» **WORK TASK**
Text in the records must be reproduced exactly, and pictures must be skipped.

» **DATASET ENTRIES**
>>>>

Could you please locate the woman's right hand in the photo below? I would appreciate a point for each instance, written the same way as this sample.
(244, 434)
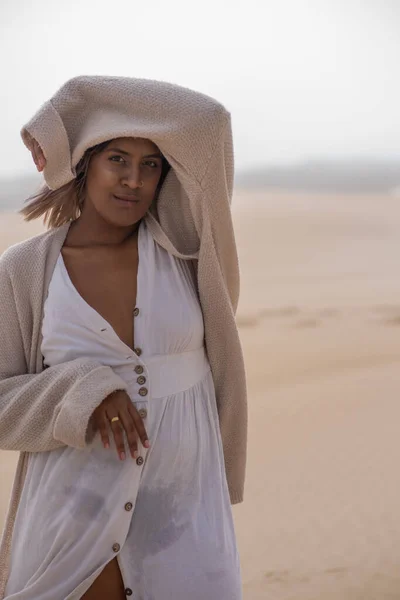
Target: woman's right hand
(36, 151)
(119, 404)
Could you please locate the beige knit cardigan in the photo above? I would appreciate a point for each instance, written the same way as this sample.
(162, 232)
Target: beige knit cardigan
(41, 410)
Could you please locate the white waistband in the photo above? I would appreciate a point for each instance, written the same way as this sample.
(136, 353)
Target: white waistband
(168, 374)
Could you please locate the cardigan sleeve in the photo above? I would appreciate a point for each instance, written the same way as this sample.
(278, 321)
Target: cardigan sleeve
(44, 411)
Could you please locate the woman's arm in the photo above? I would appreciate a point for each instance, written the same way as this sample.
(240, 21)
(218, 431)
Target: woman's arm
(41, 412)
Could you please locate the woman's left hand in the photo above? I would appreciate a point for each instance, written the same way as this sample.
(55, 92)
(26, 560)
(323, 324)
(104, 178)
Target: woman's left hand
(37, 152)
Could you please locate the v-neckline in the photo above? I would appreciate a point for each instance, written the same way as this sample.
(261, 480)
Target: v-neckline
(92, 310)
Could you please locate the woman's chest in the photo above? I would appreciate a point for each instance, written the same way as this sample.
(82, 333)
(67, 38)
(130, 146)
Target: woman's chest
(108, 284)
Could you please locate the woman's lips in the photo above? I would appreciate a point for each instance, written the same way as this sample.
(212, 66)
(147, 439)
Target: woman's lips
(126, 199)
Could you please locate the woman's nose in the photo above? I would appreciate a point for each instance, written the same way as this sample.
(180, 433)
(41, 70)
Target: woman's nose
(133, 179)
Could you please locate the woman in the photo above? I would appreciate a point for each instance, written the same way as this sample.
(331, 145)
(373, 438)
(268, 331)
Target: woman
(121, 380)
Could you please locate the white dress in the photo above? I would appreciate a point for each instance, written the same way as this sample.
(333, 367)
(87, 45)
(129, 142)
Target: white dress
(167, 516)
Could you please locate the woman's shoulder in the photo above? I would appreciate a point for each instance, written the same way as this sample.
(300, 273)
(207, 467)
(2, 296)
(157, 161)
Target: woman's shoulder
(29, 251)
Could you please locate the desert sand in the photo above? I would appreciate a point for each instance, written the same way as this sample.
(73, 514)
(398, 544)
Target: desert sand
(319, 319)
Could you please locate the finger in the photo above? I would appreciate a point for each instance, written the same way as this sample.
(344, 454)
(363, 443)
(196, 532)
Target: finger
(131, 433)
(40, 154)
(140, 428)
(103, 430)
(40, 159)
(34, 155)
(119, 438)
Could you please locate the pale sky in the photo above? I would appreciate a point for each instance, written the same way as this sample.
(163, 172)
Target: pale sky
(302, 79)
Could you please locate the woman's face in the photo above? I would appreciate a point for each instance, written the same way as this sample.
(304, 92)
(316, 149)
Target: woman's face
(122, 180)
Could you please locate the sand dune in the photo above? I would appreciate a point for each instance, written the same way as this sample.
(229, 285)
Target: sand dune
(319, 318)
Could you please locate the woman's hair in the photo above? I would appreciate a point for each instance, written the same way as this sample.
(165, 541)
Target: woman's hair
(58, 207)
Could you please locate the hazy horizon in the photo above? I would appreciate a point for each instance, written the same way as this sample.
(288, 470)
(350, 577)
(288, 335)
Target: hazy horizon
(302, 79)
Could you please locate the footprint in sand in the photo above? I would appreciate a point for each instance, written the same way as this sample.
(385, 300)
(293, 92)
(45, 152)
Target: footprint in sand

<<<<

» **RESULT**
Could you please locate the woman's right hand in the photo below? I would appreciate a point for each instance, written the same way as this sample.
(244, 434)
Target: woman's right hand
(36, 151)
(119, 404)
Could you please locate the beige knit cardigan in the photo above? I would appreciate a point for each instance, written the same way as this sample.
(162, 232)
Target: beige knit cardigan
(41, 410)
Could you please locate the white waistband in the photo above? I would appreciate a point for each instance, written the same way as this sample.
(136, 353)
Target: white waistband
(168, 374)
Could you please locate the cardigan sleeve in the photo above? I would appreciate a point for each instance, written the same way as this sample.
(278, 321)
Target: cardigan sleeve
(44, 411)
Could you please locate the woman's arm in the photo above? I would appreciate a point for each instance, written the same way as this sample.
(240, 21)
(218, 431)
Target: woman's arm
(41, 412)
Could you please locate the woman's left hand in the photo above? I would appreciate a point for each instance, written the same way as this sample.
(55, 92)
(26, 560)
(323, 324)
(104, 178)
Target: woman's left hand
(37, 152)
Could you please locate the v-neckline in the photo above? I would appreciate a point for each instance, written the same way as this sample.
(261, 480)
Target: v-neckline
(92, 310)
Could you please locate the woman's chest in the photo above? I would appreciate a point for each instance, written the same way as this sample.
(82, 333)
(67, 38)
(130, 146)
Target: woman's chest
(108, 284)
Could you please locate the woman's lips in the photo above? I would appreciate a point for each instance, written the same way as this sample.
(212, 66)
(147, 439)
Target: woman's lips
(126, 199)
Could you please locate the woman's nose in the photo above? I would appreciate a point for each instance, written the same way as this sample.
(180, 433)
(41, 70)
Target: woman's nose
(133, 179)
Could you please locate the woman in the photo above? I would appreciate a point for each instance, written the same way as this sample.
(331, 145)
(373, 438)
(268, 331)
Target: woman
(121, 380)
Could you please locate the white dress in the photo above? I would appreciate a point for each instance, written the same way as this sample.
(333, 367)
(87, 45)
(129, 142)
Target: white dress
(167, 516)
Could you please locate the woman's shoulder in the photo above? I would appreciate a point for each instance, written the same way as this sample.
(300, 273)
(207, 467)
(2, 296)
(157, 161)
Target: woman's shoulder
(29, 251)
Could you please locate the desert sand in the photo above? I would appreciate a point for each instance, written the same way as this sample.
(73, 514)
(398, 544)
Target: desert sand
(319, 319)
Could you please locate the finger in the photo above? I would appreciate a point for each instance, written the same way as this sample.
(344, 454)
(363, 443)
(196, 532)
Target: finger
(131, 433)
(40, 154)
(140, 428)
(103, 430)
(40, 159)
(34, 155)
(119, 438)
Could you please locate the pale sky in the photo above? I would appreciate a point for each instance, written the same way as this sample.
(163, 172)
Target: pale sky
(302, 79)
Could you please locate the woman's face in the photo above? I would appreciate a point for each instance, written the same way as this sample.
(304, 92)
(316, 149)
Target: woman's face
(122, 180)
Could you please locate the sand dune in the photo above? I would appreciate a point for each instance, written the same way as this sample.
(229, 285)
Target: sand dune
(319, 318)
Could you please locate the woman's hair in the photo above? I would appreciate a point for each instance, written the same way as this sample.
(165, 541)
Target: woman's hair
(58, 207)
Could you please locate the hazy horizon in the photo above? I would appreciate a point for each instance, written the same way as this sample.
(288, 470)
(350, 577)
(288, 335)
Target: hazy horizon
(302, 79)
Could you please locate the footprint in sand in the photo above? I would appreciate a point for each instance, written the same way as this sample.
(385, 300)
(293, 92)
(45, 152)
Target: footprint in sand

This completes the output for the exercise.